_TASK GOAL_
Extract all data as written.

(Pointing and labeling entries)
* Start *

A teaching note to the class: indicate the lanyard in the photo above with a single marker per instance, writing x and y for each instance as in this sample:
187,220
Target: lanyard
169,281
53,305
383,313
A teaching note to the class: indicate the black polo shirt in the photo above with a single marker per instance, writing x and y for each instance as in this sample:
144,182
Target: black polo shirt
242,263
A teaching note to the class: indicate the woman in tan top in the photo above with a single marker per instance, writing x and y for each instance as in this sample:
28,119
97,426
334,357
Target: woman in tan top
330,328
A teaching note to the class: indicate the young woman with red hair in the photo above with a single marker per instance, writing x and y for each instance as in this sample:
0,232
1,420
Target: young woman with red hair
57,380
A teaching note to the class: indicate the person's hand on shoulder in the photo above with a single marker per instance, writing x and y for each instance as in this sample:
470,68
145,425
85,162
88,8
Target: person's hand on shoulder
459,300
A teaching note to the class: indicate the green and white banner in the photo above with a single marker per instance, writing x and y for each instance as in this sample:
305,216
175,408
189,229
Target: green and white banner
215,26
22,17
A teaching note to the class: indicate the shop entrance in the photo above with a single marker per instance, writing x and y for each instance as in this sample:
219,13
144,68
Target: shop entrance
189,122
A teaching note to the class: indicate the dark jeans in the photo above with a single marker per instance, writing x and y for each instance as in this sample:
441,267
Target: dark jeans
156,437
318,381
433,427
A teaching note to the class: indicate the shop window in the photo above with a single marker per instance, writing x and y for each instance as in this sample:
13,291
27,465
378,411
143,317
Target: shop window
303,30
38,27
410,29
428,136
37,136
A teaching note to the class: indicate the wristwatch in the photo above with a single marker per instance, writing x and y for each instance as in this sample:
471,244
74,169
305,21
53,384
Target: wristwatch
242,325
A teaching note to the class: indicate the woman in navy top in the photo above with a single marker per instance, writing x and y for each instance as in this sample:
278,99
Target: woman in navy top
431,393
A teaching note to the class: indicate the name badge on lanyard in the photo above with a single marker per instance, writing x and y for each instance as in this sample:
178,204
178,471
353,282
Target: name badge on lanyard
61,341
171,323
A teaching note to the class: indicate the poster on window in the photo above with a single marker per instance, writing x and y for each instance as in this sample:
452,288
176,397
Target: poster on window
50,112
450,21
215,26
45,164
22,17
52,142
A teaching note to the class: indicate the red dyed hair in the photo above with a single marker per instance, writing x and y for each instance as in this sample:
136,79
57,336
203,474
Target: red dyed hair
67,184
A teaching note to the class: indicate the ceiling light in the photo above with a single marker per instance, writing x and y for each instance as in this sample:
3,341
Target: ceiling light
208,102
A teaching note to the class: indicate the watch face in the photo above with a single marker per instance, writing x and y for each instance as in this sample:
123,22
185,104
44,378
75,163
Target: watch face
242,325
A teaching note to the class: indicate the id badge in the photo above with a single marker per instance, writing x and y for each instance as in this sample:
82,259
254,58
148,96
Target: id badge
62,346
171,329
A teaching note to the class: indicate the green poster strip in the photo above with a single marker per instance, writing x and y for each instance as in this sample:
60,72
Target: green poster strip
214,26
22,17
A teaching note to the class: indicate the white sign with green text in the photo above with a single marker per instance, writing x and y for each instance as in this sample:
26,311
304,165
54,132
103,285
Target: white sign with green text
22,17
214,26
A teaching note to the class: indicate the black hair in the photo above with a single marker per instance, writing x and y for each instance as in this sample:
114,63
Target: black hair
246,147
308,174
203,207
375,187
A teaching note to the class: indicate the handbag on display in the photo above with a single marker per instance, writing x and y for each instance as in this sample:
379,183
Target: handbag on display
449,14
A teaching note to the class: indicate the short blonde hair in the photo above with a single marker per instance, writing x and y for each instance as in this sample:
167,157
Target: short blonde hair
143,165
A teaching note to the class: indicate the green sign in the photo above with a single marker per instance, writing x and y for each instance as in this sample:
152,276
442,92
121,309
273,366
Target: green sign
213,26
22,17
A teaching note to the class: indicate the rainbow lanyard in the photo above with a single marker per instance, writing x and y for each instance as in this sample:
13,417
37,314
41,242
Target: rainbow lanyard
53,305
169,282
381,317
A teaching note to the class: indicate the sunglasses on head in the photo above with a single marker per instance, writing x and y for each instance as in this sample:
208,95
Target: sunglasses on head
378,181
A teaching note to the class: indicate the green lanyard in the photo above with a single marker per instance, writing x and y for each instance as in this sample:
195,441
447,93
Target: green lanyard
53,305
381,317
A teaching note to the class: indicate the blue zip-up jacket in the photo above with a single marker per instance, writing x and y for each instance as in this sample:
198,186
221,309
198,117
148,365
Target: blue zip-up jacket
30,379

* End *

_EXERCISE RESULT_
A teaching note to the class: indicate the lanyard in the photo above with a single marker per instance, writing x and y for each instance as in this sample:
187,220
Target: lanyard
169,281
53,305
383,313
A teaching note to the class: indicate the black polo shirt in the photo above with a single marker per instance, writing x and y for each instance as in this sample:
144,182
Target: black polo shirt
242,263
A teaching note to the class: indicate the woman in tan top in the photo above with a single marker per instance, writing x and y for each instance as in this sample:
28,119
97,426
334,357
Target: woman in tan top
330,328
A teaching note to the class: indicate the young woman with red hair in the photo above with a single marker per instance, writing x and y for each instance as in this sample:
0,232
1,420
Target: young woman with red hair
57,380
A teaching note to the class: indicate the person's hand on shoulder in the photo above with a single marker per instance, writing x and y for each instance as in this sample:
470,68
145,425
85,162
88,8
Target: person's hand on shoulder
459,300
A teaching note to the class: indicate the green and white banner in the photo above with a single marker per instance, writing x and y for each instance as in this sample:
305,216
175,408
189,229
Target: green and white banner
215,26
22,17
A teaching note to the class: indicate the shop entrance in the photo above with a single marker per instance, writing x and y for each instance as in this sample:
219,13
144,68
Target: shop entrance
189,122
A teaching note to the class: indicate the dark jeans in the photo above with a single marker per instance, writing x and y for each instance as in this sample:
441,267
Target: dark jeans
156,437
318,381
433,427
A teaching note to the class: indicate the shop window in the photo above with a single marker per instance, writing x and y for each instance as in this sample:
13,291
27,465
378,411
143,317
Target: shop window
303,30
38,27
410,29
428,136
37,136
A teaching note to the class: indicate the wristwatch in the photo above with a single marker per instance, writing x and y for each instance as in this sample:
471,244
74,169
305,21
53,384
Target: wristwatch
242,325
A teaching note to the class: indicate the woman in navy top in the photo above with a single marker per instance, writing x and y for each instance as in this sample:
278,99
Target: woman in navy top
431,393
A teaching note to the class: indicate the name badge on lanyard in the photo above with a single marker per instance, writing x and y for each instance as in this sample:
178,204
178,471
353,282
Target: name badge on lanyard
61,341
171,323
A teaching note to the class: indicate the poster on window in the photo above with a single marker per instance, writing x and y for each instance as in this sample:
452,288
176,397
Target: poster on window
50,112
450,21
215,26
45,164
22,17
52,142
A teaching note to the class: indicate the red dyed hair in the photo above with a single marker per instance, writing x and y for each instance as in this sample:
136,79
57,336
203,474
Target: red dyed hair
67,184
A teaching note to the class: indicate the ceiling light in the photo above with a single marker per instance, writing x and y for each instance as in this sample:
3,341
Target: ceiling light
208,102
A teaching note to the class: indicate the watch face in the photo above with a single marker per instance, writing x and y for each instance as in this sample:
123,22
185,104
44,378
75,163
Target: watch face
242,325
A teaching note to the class: indicate the id badge in the photo above with a single marker per instance, writing x and y for each instance as in this sample:
82,259
254,58
148,96
Target: id badge
62,346
171,329
A teaching note to the class: indicate the green poster strip in the photo above with a single marker per instance, writing x and y for each instance as in this sample:
60,72
Target: green poster strip
214,26
22,17
A teaching note to the class: indicate the white sign with green text in the photo above with a single marker per instance, writing x and y for each instance as in this sample:
26,311
304,165
54,132
103,285
Target: white sign with green text
22,17
214,26
A teaching note to the class: indicate the black hair in the photo above with a single marker per instance, writing x and y for each instance as in this sample:
114,63
Target: black hair
246,147
308,174
203,207
375,187
A teaching note to the class: indicate the handbag on display in the photo above with a single marker per instance, writing x and y for each instance as in this sample:
379,183
Target: handbag on display
449,14
A teaching note to the class: indicate the short blonde hair in the photo above with a single marker per instance, writing x and y for each instance as in this sample:
167,157
Target: short blonde hair
143,165
A teaching note to the class: indicate the green sign in the photo above with a single marker per instance, writing x and y for each instance as in this sample:
152,276
442,92
121,309
273,366
Target: green sign
213,26
22,17
A teaching note to the class: indicate the rainbow lanyard in the photo above with a single marker per instance, writing x and y for each instance as in this sample:
13,417
37,314
41,242
Target: rainbow lanyard
53,305
169,282
381,317
A teaching note to the class: indicate the sunglasses on head in the photo above with a single marker per instance, writing x and y for each instance as in this sample:
208,95
Target: sunglasses on head
378,181
A teaching note to the class: indicate the green lanyard in the photo above with a single marker per instance, writing x and y for each instance as in this sample:
195,441
447,93
Target: green lanyard
53,305
381,317
A teaching note to the class: indicate the blue zip-up jacket in the photo above with a single marker per instance, writing x and y for each instance as in this sample:
198,186
221,309
198,117
148,365
Target: blue zip-up jacket
30,379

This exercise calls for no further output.